(Beginning of Input data)
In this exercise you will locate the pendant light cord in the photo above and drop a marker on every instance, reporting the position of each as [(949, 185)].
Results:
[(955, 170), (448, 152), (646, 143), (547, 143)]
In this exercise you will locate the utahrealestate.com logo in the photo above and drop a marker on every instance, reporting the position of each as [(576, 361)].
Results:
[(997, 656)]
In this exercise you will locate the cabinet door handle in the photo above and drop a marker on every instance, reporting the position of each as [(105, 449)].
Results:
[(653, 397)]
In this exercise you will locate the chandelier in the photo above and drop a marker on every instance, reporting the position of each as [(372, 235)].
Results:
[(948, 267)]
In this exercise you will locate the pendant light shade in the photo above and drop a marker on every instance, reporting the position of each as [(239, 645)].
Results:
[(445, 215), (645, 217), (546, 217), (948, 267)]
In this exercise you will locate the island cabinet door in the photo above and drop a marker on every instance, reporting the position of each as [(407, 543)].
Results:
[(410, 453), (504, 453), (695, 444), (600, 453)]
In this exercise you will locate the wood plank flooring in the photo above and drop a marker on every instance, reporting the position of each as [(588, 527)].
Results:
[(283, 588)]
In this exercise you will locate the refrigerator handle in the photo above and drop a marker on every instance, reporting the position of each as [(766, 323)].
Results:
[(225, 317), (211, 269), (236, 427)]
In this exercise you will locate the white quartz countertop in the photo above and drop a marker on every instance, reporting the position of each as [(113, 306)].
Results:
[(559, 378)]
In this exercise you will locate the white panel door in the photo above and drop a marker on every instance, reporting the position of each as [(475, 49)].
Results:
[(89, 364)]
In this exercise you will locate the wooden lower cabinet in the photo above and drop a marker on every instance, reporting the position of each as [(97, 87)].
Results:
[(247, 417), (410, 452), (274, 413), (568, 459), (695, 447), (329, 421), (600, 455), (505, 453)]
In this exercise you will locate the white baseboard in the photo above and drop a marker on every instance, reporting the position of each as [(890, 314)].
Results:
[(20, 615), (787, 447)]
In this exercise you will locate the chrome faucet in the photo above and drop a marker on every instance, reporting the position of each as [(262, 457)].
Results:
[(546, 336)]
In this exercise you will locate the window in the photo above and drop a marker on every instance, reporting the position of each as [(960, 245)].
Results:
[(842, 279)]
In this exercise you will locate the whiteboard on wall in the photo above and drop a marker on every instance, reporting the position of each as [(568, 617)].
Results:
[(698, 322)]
(End of Input data)
● **Action item**
Where a line of the data above includes "door", copy that line.

● **Response to this exercise**
In this exercise you will locate the cabinet door handle in the photo above and drop a marker on every instance, reporting the position of each as [(105, 449)].
In this exercise you will locate the island cabinet door in the photo above and drop a marker on every instance, reporting the position of each as [(407, 543)].
In this exercise you will locate the white panel door in the photo above and drop a marker on every instance, reporting the position of each as [(475, 49)].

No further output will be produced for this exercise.